> >

Milisi Kurdi Ultimatum Sisa Anggota ISIS di Penjara Suriah Utara yang Dijebol: Menyerah atau Mati!

Kompas dunia | 29 Januari 2022, 17:38 WIB
Personel milisi Kurdi memindahkan orang yang diduga anggota ISIS di kota Hasaka, Suriah Utara. Milisi Kurdi penguasa wilayah itu mengatakan, sisa-sisa teroris ISIS yang bertahan di penjara akan menghadapi serangan habis-habisan jika tidak segera menyerah. (Sumber: Straits Times)

HASAKA, KOMPAS.TV - Milisi Kurdi di Suriah Utara yang didukung kekuatan militer Amerika Serikat memberi ultimatum menyerah atau mati kepada puluhan sisa-sisa teroris ISIS yang bertahan di penjara Sinaa, kota Hasaka. Ultimatum itu dilontarkan satu minggu setelah para teroris ISIS menyerbu dan menjebol penjara tersebut untuk membebaskan kawan-kawan sesama teroris yang ditahan di penjara tersebut.

**Materi Ditampilkan**
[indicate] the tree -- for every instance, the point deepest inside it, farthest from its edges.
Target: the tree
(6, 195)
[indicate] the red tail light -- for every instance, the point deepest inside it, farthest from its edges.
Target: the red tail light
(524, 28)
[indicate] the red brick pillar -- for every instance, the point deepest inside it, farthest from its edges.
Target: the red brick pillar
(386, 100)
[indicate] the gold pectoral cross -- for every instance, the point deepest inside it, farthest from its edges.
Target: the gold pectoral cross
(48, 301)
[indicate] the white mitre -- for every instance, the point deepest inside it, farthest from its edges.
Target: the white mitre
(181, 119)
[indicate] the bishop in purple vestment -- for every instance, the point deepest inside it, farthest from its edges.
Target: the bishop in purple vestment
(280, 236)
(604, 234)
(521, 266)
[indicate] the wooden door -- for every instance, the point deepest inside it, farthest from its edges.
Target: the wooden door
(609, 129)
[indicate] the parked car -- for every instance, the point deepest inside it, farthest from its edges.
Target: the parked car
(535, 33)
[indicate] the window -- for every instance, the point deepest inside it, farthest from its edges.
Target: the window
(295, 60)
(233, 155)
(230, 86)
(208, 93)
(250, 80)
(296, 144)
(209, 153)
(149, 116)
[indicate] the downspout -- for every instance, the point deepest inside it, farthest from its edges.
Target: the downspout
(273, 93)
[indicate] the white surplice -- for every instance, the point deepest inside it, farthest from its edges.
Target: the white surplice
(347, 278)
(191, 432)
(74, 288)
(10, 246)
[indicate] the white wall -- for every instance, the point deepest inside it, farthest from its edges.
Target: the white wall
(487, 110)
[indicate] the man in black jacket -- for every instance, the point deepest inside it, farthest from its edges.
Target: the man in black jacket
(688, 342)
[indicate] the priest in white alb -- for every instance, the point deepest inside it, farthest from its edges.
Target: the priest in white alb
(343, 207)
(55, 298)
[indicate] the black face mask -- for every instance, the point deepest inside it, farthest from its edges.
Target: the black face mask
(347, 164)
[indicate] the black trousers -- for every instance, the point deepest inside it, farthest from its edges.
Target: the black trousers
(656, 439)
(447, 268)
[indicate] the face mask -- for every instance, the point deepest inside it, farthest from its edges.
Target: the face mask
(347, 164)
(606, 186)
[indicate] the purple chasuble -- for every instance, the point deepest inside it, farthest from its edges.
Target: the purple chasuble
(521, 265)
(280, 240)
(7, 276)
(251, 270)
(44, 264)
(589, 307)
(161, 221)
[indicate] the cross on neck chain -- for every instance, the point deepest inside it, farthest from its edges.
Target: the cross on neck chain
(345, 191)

**Ketentuan Tugas 1**
Menurut berita tentang ultimatum milisi Kurdi, di penjara mana puluhan sisa teroris ISIS masih bertahan?
**Ketentuan Tugas 2**
Gantilah "Suriah Utara" dengan "Suriah bagian utara" dalam berita tentang ultimatum milisi Kurdi, lalu tuliskan ulang semuanya mulai dari "Milisi Kurdi Ultimatum" turun sampai "(Sumber: Straits Times)".
**Ketentuan Tugas 3**
Lanjutkan berita tentang ultimatum milisi Kurdi mulai dari kalimat terakhirnya.

**Jawaban 1**
Di penjara Sinaa, kota Hasaka.

**Jawaban 2**
Milisi Kurdi Ultimatum Sisa Anggota ISIS di Penjara Suriah bagian utara yang Dijebol: Menyerah atau Mati!

Kompas dunia | 29 Januari 2022, 17:38 WIB
Personel milisi Kurdi memindahkan orang yang diduga anggota ISIS di kota Hasaka, Suriah bagian utara. Milisi Kurdi penguasa wilayah itu mengatakan, sisa-sisa teroris ISIS yang bertahan di penjara akan menghadapi serangan habis-habisan jika tidak segera menyerah. (Sumber: Straits Times)

**Jawaban 3**
Milisi Kurdi penguasa wilayah itu mengatakan, sisa-sisa teroris ISIS yang bertahan di penjara akan menghadapi serangan habis-habisan jika tidak segera menyerah, seperti dilansir New York Times, Sabtu (29/1/2022).

ISIS menyerang penjara Sinaa di kota Hasaka dalam upaya untuk membebaskan ribuan personel ISIS. Mereka menerobos tembok dengan bom dan menahan beberapa dari hampir 700 tahanan anak di sana sebagai perisai manusia, menurut milisi Kurdi, Pasukan Demokratik Suriah SDF.

Perebutan penjara membuat pasukan Amerika Serikat terlibat aktif mendukung SDF yang dipimpin Kurdi, dalam pertempuran terbesar antara kelompok ISIS dan Amerika Serikat sejak runtuh dan hancurnya ISIS hampir tiga tahun lalu, yang mendeklarasikan kekhalifahan di wilayah Suriah dan Irak yang luas.

Serangan ISIS di penjara tersebut menyoroti bahaya besar meninggalkan tanggung jawab menjaga sisa-sisa kelompok teroris tersebut ke pasukan milisi Kurdi di wilayah miskin namun ingin melepaskan diri dari Suriah. 

Penjara yang diserbu ISIS itu menahan setidaknya 3.000 orang dari lebih 12 negara yang dituduh ikut kelompok ISIS. Ketika kekhalifahan jatuh, puluhan ribu personel ISIS, bersama dengan keluarga mereka, berada di bawah kendali SDF.

Ribuan anggota ISIS yang ditangkap ini adalah orang asing yang negara asalnya menolak untuk menerima kembali mereka.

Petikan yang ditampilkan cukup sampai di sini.